_What you are asked to do_: Copy the article on the draft Article 50 guidelines from "A targeted consultation" to "on machine-generated outputs.", switching "consultation" to "review".

_Source document_:
....
The European Commission has published draft guidelines outlining how transparency obligations under Article 50 of the AI Act should be applied across certain AI systems. The guidance is intended to help competent authorities, providers and deployers ensure compliance in a consistent, effective and uniform manner.

Prepared in parallel with a separate Code of Practice on the marking and labelling of AI-generated content, the draft guidelines clarify the scope of legal obligations and address areas not covered by the code. The focus is on helping users identify when they are interacting with AI systems or encountering AI-generated content.

A targeted consultation is open until 3 June, allowing stakeholders to provide feedback on the draft framework. The consultation will inform the final version of the guidelines, which are intended to support more consistent implementation and enforcement of Article 50 obligations across the EU.

The initiative reflects a broader regulatory push in the European Union to strengthen oversight of AI transparency, particularly as generative AI tools become more widely used in content creation, communication and digital services.

Why does it matter?

Transparency obligations are central to the AI Act‘s approach to trust in digital environments. Clear disclosure and labelling requirements can help users understand when they are interacting with AI systems or encountering AI-generated material, reducing risks linked to manipulation, misinformation and misplaced reliance on machine-generated outputs.

Consistent guidance also matters for legal certainty. Providers and deployers need clearer expectations on how Article 50 applies in practice, while regulators need a common basis for enforcement across member states.
....
(Stored data)

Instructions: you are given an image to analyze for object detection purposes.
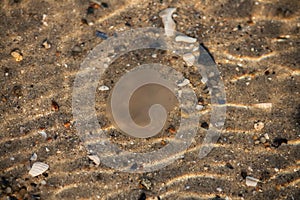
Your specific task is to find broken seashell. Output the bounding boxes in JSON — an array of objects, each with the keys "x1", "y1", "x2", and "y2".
[
  {"x1": 175, "y1": 35, "x2": 197, "y2": 43},
  {"x1": 182, "y1": 53, "x2": 196, "y2": 67},
  {"x1": 88, "y1": 155, "x2": 100, "y2": 166},
  {"x1": 29, "y1": 162, "x2": 49, "y2": 177},
  {"x1": 159, "y1": 8, "x2": 176, "y2": 37}
]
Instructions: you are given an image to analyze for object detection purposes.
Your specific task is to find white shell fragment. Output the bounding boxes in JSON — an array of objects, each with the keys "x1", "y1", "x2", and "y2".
[
  {"x1": 29, "y1": 162, "x2": 49, "y2": 177},
  {"x1": 98, "y1": 85, "x2": 109, "y2": 91},
  {"x1": 182, "y1": 53, "x2": 196, "y2": 67},
  {"x1": 30, "y1": 153, "x2": 37, "y2": 161},
  {"x1": 159, "y1": 8, "x2": 176, "y2": 37},
  {"x1": 88, "y1": 155, "x2": 100, "y2": 166},
  {"x1": 177, "y1": 79, "x2": 190, "y2": 87},
  {"x1": 246, "y1": 176, "x2": 259, "y2": 187},
  {"x1": 175, "y1": 35, "x2": 197, "y2": 43}
]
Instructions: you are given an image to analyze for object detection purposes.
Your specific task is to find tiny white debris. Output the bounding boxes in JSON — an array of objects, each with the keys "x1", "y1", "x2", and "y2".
[
  {"x1": 39, "y1": 130, "x2": 47, "y2": 139},
  {"x1": 30, "y1": 153, "x2": 37, "y2": 161},
  {"x1": 159, "y1": 8, "x2": 176, "y2": 37},
  {"x1": 182, "y1": 53, "x2": 196, "y2": 67},
  {"x1": 254, "y1": 122, "x2": 265, "y2": 131},
  {"x1": 29, "y1": 162, "x2": 49, "y2": 177},
  {"x1": 88, "y1": 155, "x2": 100, "y2": 166},
  {"x1": 175, "y1": 35, "x2": 197, "y2": 43},
  {"x1": 98, "y1": 85, "x2": 109, "y2": 91},
  {"x1": 177, "y1": 79, "x2": 190, "y2": 87},
  {"x1": 246, "y1": 176, "x2": 259, "y2": 187},
  {"x1": 196, "y1": 104, "x2": 203, "y2": 110}
]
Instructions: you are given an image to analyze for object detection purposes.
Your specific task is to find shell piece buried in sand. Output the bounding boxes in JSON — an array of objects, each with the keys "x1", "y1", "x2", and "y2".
[
  {"x1": 159, "y1": 8, "x2": 176, "y2": 37},
  {"x1": 29, "y1": 162, "x2": 49, "y2": 177}
]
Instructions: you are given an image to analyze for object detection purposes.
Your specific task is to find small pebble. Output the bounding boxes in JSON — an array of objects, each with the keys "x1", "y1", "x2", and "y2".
[
  {"x1": 259, "y1": 137, "x2": 267, "y2": 144},
  {"x1": 175, "y1": 35, "x2": 197, "y2": 43},
  {"x1": 5, "y1": 187, "x2": 12, "y2": 194},
  {"x1": 98, "y1": 85, "x2": 109, "y2": 91},
  {"x1": 177, "y1": 79, "x2": 190, "y2": 87},
  {"x1": 246, "y1": 176, "x2": 259, "y2": 187},
  {"x1": 72, "y1": 45, "x2": 82, "y2": 56},
  {"x1": 140, "y1": 178, "x2": 152, "y2": 190},
  {"x1": 182, "y1": 53, "x2": 196, "y2": 67},
  {"x1": 254, "y1": 122, "x2": 265, "y2": 131},
  {"x1": 264, "y1": 133, "x2": 270, "y2": 140},
  {"x1": 29, "y1": 162, "x2": 49, "y2": 177},
  {"x1": 88, "y1": 155, "x2": 100, "y2": 166},
  {"x1": 42, "y1": 39, "x2": 51, "y2": 49},
  {"x1": 10, "y1": 49, "x2": 23, "y2": 62},
  {"x1": 196, "y1": 104, "x2": 203, "y2": 110},
  {"x1": 96, "y1": 31, "x2": 108, "y2": 40},
  {"x1": 30, "y1": 153, "x2": 37, "y2": 161}
]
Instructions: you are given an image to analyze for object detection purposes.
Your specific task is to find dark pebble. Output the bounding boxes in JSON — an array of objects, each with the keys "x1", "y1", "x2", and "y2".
[
  {"x1": 96, "y1": 31, "x2": 108, "y2": 40},
  {"x1": 201, "y1": 122, "x2": 209, "y2": 129},
  {"x1": 225, "y1": 163, "x2": 233, "y2": 169},
  {"x1": 86, "y1": 6, "x2": 94, "y2": 15},
  {"x1": 101, "y1": 2, "x2": 108, "y2": 8},
  {"x1": 272, "y1": 138, "x2": 288, "y2": 148},
  {"x1": 139, "y1": 192, "x2": 146, "y2": 200},
  {"x1": 241, "y1": 170, "x2": 247, "y2": 179}
]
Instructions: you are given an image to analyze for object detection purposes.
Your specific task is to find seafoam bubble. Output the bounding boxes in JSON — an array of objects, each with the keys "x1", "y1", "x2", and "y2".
[
  {"x1": 29, "y1": 162, "x2": 49, "y2": 177},
  {"x1": 159, "y1": 8, "x2": 176, "y2": 37}
]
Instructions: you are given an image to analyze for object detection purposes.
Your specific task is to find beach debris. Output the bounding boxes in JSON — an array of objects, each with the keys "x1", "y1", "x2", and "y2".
[
  {"x1": 139, "y1": 178, "x2": 152, "y2": 190},
  {"x1": 42, "y1": 39, "x2": 51, "y2": 49},
  {"x1": 98, "y1": 85, "x2": 109, "y2": 91},
  {"x1": 159, "y1": 8, "x2": 176, "y2": 37},
  {"x1": 253, "y1": 103, "x2": 273, "y2": 111},
  {"x1": 254, "y1": 122, "x2": 265, "y2": 131},
  {"x1": 10, "y1": 49, "x2": 23, "y2": 62},
  {"x1": 196, "y1": 104, "x2": 204, "y2": 110},
  {"x1": 96, "y1": 31, "x2": 108, "y2": 40},
  {"x1": 177, "y1": 79, "x2": 190, "y2": 87},
  {"x1": 246, "y1": 176, "x2": 259, "y2": 187},
  {"x1": 88, "y1": 155, "x2": 100, "y2": 166},
  {"x1": 272, "y1": 137, "x2": 288, "y2": 148},
  {"x1": 29, "y1": 162, "x2": 49, "y2": 177},
  {"x1": 182, "y1": 53, "x2": 196, "y2": 67},
  {"x1": 175, "y1": 35, "x2": 197, "y2": 43},
  {"x1": 51, "y1": 100, "x2": 59, "y2": 111},
  {"x1": 38, "y1": 129, "x2": 47, "y2": 139},
  {"x1": 30, "y1": 153, "x2": 37, "y2": 161}
]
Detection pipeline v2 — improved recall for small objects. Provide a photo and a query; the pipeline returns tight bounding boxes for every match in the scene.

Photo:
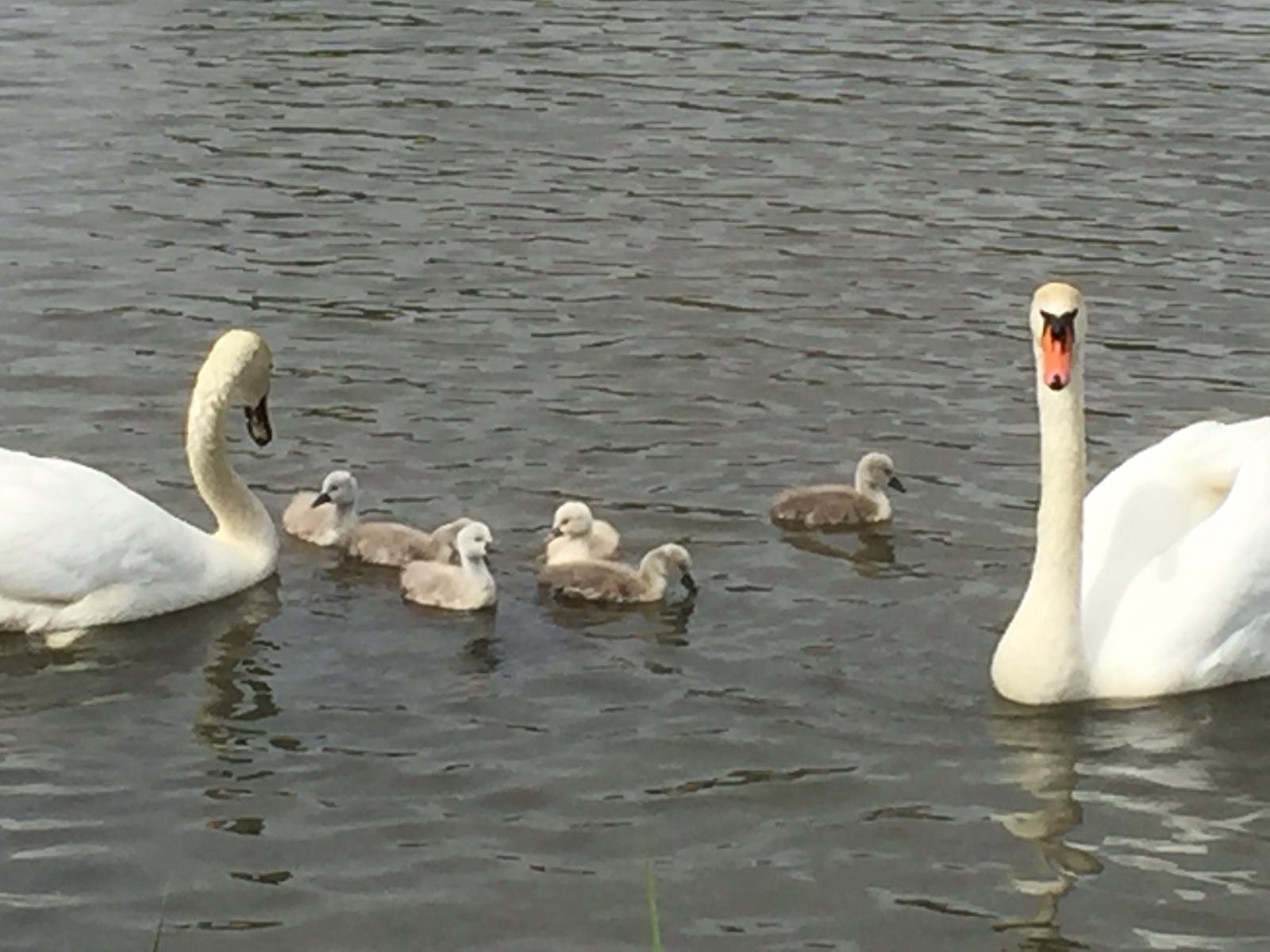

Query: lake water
[0,0,1270,952]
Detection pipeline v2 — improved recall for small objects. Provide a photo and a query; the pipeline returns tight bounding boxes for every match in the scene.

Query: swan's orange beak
[1040,311,1076,390]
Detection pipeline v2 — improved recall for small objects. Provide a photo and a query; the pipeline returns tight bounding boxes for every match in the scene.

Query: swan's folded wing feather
[1091,430,1270,697]
[1081,417,1270,651]
[0,449,207,603]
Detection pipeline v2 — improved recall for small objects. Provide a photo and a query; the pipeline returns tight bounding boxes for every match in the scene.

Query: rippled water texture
[0,0,1270,952]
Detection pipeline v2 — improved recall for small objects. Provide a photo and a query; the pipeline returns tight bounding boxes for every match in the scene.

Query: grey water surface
[0,0,1270,952]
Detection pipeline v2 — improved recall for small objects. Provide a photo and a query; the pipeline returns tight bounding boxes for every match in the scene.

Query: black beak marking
[243,397,273,447]
[1040,307,1080,351]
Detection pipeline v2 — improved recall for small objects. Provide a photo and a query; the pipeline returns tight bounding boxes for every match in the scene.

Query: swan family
[0,282,1270,704]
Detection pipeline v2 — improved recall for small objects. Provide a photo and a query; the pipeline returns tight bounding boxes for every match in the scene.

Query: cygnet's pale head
[313,470,357,509]
[1027,281,1088,391]
[856,453,908,493]
[645,542,697,594]
[455,522,494,560]
[551,500,595,538]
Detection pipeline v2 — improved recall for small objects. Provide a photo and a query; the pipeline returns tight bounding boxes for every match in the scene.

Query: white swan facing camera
[992,283,1270,704]
[0,330,278,632]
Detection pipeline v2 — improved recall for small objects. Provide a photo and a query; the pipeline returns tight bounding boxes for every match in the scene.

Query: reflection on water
[538,590,698,646]
[194,576,282,755]
[989,684,1270,950]
[781,527,895,579]
[989,704,1103,952]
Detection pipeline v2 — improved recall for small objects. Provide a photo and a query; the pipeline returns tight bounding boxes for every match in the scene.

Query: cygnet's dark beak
[243,397,273,447]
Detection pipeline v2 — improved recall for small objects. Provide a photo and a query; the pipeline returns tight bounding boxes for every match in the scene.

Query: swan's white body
[0,332,278,632]
[992,284,1270,704]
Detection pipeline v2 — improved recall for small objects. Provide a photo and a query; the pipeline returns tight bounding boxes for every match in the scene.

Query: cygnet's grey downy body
[282,470,357,546]
[546,499,621,565]
[347,516,472,566]
[538,542,697,603]
[402,522,498,612]
[768,453,906,529]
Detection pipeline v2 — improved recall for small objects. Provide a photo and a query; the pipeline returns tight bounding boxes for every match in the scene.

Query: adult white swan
[0,330,278,632]
[992,283,1270,704]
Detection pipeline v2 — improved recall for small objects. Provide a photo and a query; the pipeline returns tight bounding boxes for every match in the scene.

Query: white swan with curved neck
[0,330,278,632]
[992,283,1270,704]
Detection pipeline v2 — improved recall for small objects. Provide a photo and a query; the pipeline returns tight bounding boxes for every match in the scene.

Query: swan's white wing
[1090,429,1270,697]
[1081,417,1270,656]
[0,449,208,605]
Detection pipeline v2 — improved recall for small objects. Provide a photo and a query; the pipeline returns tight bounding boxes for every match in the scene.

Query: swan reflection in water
[989,681,1270,952]
[989,704,1103,952]
[193,576,282,751]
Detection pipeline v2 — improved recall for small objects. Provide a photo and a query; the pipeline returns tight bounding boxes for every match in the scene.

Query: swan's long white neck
[992,360,1087,704]
[186,360,278,567]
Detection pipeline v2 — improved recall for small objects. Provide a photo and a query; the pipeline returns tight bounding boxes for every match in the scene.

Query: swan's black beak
[1040,307,1078,390]
[243,397,273,447]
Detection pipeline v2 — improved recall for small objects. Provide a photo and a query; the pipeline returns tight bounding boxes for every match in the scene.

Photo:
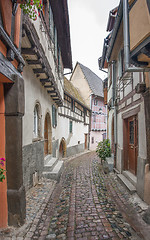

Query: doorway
[44,113,52,156]
[124,115,138,175]
[59,138,66,158]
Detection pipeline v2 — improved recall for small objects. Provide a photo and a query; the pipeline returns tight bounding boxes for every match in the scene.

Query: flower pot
[17,0,27,4]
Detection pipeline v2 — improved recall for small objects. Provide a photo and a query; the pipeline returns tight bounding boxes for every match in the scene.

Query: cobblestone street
[0,152,150,240]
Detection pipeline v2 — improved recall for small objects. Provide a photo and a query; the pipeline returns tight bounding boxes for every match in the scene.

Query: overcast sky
[68,0,120,79]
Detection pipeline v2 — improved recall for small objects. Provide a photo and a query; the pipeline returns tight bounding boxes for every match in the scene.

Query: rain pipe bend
[122,0,150,72]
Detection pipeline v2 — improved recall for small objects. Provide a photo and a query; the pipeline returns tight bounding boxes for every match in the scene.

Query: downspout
[112,61,117,168]
[122,0,150,72]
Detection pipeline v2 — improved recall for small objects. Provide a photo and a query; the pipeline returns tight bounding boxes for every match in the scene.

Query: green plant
[0,158,6,182]
[96,139,111,161]
[20,0,42,21]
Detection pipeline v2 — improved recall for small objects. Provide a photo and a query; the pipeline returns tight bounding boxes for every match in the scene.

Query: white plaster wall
[90,131,104,151]
[23,65,54,146]
[57,116,88,147]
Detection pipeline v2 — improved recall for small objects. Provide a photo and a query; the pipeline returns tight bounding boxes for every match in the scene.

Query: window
[69,121,72,133]
[49,3,54,40]
[52,105,57,128]
[33,103,40,138]
[93,114,96,122]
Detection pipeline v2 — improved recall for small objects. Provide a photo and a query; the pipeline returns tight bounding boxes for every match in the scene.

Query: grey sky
[68,0,120,79]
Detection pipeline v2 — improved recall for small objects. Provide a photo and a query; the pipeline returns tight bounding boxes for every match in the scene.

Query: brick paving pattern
[0,153,150,240]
....
_Solution to the problem_:
A targeted review is open until 3 June, allowing stakeholders to provide feedback on the draft framework. The review will inform the final version of the guidelines, which are intended to support more consistent implementation and enforcement of Article 50 obligations across the EU.

The initiative reflects a broader regulatory push in the European Union to strengthen oversight of AI transparency, particularly as generative AI tools become more widely used in content creation, communication and digital services.

Why does it matter?

Transparency obligations are central to the AI Act‘s approach to trust in digital environments. Clear disclosure and labelling requirements can help users understand when they are interacting with AI systems or encountering AI-generated material, reducing risks linked to manipulation, misinformation and misplaced reliance on machine-generated outputs.